◆ **Task to carry out**
Omit all pictures, then repeat the listing exactly.

━━━

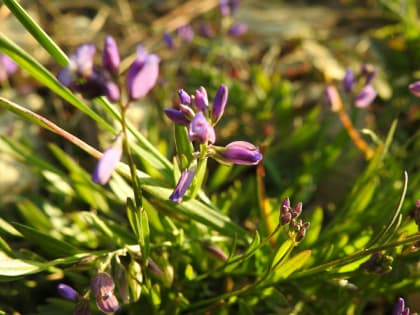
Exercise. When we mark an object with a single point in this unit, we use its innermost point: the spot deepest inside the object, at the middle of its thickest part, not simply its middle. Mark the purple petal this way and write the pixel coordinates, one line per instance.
(365, 97)
(415, 88)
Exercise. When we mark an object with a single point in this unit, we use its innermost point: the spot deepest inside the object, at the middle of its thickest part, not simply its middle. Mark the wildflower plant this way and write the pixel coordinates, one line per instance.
(200, 222)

━━━

◆ **Reply**
Exercise. When we mark an object with a single point in this unit, we use its innermost point: the spot deepest inside the object, at the middle of its thickest part, not simply its middle. Mark the purple petal this way and write the pixel coordinates, one line per instance.
(365, 97)
(415, 88)
Exercise. When we mark an object with a single point in this unit, we use its innermost point: the spot deepest inside the object, at the middle of its thickest part, not simply its middle. Mark the wildflower plant this way and write the pixel coordinates, one line per instance.
(200, 222)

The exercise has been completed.